School Finance

School finance bills cross finish line

The Senate on Wednesday evening accepted House amendments and re-passed two major school finance bills, one to fund K-12 education in 2013-14 and another that proposes to modernize the entire system of paying for education.

Sen. Mike Johnston at podium before final passage of SB 13-213.
Sen. Mike Johnston at podium before final passage of SB 13-213.
Senate Bill 13-260, next year’s $5.5 billion finance bill, passed 23-12. Senate Bill 13-213, dubbed the “future school finance act,” received a 20-15 vote, with all Republicans voting no.

The next and perhaps the crucial test for Senate Bill 13-213 could come in November, when voters may have the chance to decide whether to raise income taxes by about $1 billion to pay for the new system. The bill won’t go into effect if voters don’t approve higher taxes.

There was no discussion on either bill, not even final pitches for SB 13-213 by Democratic sponsors Sen. Mike Johnston of Denver and Sen. Rollie Heath of Boulder.

In contrast to the budget cuts of the last four years, SB 13-260 provides an increase of 2.7 percent in average per-pupil funding. Total program funding, the combination of state and local revenue that pays for basic school operations, would rise to $5.5 billion, an increase of about $210 million. Average per pupil funding would move up from the current $6,479 to $6,652. The bill also provides additional funding for the Colorado Preschool Program and for special education. (Get more details on the bill in this EdNews summary and in this legislative staff note.)

Next year’s school funding is 15.49 percent lower than it would have been without use of what’s called the negative factor, a mechanism that allows lawmakers to set school funding at an amount necessary to balance the overall state budget.

Give the recent healthy increases in state revenues, some education interest groups lobbied for even higher 2013-14 funding in an effort to further reduce the estimated $1 billion shortfall created by use of the negative factor in recent years. There also was some argument about whether the negative factor was being calculated properly. Legislative leaders were resistant to those pleas, arguing that recent revenue increases were largely one-time.

SB 13-213 would increase funding for kindergarten and preschool, provide significantly more money for districts with the highest concentrations of at-risk students and English language learners, devote more money to special education and make extra payments to districts for the cost of implementing reform mandates. (Get details in this EdNews summary and in this legislative staff analysis.)

The details of the ballot measure needed to trigger SB 13-213 remain unclear. A total of 20 different measures have been proposed by two advocacy groups, one from the business community and one that’s education related. Tax-increase advocates are expected to decide later this month on a single proposal to take to the signature-gathering process, although there remains some disagreement about whether to go to the ballot this year.

Little love for energy-efficient schools bill

Sen. Andy Kerr’s energy-efficient schools bill stayed alive Wednesday, but only after a crucial section of Senate Bill 13-279 was amputated by the House Education Committee.

The bill is the latest version of an idea the Lakewood Democrat has been pushing unsuccessfully for years – requiring new school buildings to meet energy efficiency standards.

As it currently stands, the bill would require new schools built after next Jan. 1 and renovations involving more than 50 percent of an existing building meet “the highest energy efficiency standards practicable.”

> [PROBLEM TO WORK ON]:
Revise the school finance article from "SB 13-213 would" to "ballot this year.", putting "multilingual learners" in place of "English language learners".

(Entries from a dataset)
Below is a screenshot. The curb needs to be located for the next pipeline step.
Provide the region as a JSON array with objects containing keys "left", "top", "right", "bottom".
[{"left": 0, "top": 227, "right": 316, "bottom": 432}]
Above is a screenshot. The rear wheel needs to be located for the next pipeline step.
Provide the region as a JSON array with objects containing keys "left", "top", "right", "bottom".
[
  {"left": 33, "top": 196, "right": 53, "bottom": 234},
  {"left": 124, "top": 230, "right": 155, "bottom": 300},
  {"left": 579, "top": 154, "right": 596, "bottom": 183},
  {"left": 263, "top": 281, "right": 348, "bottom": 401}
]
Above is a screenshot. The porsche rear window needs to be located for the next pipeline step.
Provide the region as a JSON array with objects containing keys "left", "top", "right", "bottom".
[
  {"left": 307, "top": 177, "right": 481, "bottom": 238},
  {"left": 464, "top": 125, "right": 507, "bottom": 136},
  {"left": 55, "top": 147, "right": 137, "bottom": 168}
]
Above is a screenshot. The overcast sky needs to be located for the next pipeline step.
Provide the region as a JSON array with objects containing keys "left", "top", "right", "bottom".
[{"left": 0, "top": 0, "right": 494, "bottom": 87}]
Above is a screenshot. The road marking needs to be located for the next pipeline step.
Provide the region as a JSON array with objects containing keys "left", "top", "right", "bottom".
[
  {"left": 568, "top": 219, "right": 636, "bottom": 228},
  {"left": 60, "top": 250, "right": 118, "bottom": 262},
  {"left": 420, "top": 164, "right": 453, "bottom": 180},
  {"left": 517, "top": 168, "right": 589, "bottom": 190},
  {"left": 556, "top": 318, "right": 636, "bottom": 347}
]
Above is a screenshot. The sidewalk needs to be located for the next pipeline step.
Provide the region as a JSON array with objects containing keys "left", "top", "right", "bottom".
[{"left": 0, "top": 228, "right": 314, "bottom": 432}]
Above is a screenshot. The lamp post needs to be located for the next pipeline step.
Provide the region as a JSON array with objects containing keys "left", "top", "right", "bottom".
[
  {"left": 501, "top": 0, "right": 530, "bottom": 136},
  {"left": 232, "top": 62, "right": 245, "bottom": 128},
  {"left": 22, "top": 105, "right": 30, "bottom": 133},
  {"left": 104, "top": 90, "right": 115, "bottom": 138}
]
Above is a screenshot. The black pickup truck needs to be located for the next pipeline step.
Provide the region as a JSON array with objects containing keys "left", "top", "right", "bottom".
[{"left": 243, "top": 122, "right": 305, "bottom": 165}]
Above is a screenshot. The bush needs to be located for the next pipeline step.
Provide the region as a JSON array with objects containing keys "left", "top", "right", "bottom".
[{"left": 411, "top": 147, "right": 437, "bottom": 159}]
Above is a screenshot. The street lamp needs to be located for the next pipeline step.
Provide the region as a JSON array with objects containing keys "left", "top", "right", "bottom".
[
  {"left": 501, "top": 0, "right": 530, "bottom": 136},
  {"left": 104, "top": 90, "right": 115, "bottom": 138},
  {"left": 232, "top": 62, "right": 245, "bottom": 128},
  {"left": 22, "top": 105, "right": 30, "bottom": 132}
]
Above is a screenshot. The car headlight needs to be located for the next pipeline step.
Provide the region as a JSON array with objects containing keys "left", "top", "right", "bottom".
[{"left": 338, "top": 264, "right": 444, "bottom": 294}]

> [RESPONSE TO THIS EXERCISE]:
SB 13-213 would increase funding for kindergarten and preschool, provide significantly more money for districts with the highest concentrations of at-risk students and multilingual learners, devote more money to special education and make extra payments to districts for the cost of implementing reform mandates. (Get details in this EdNews summary and in this legislative staff analysis.)

The details of the ballot measure needed to trigger SB 13-213 remain unclear. A total of 20 different measures have been proposed by two advocacy groups, one from the business community and one that’s education related. Tax-increase advocates are expected to decide later this month on a single proposal to take to the signature-gathering process, although there remains some disagreement about whether to go to the ballot this year.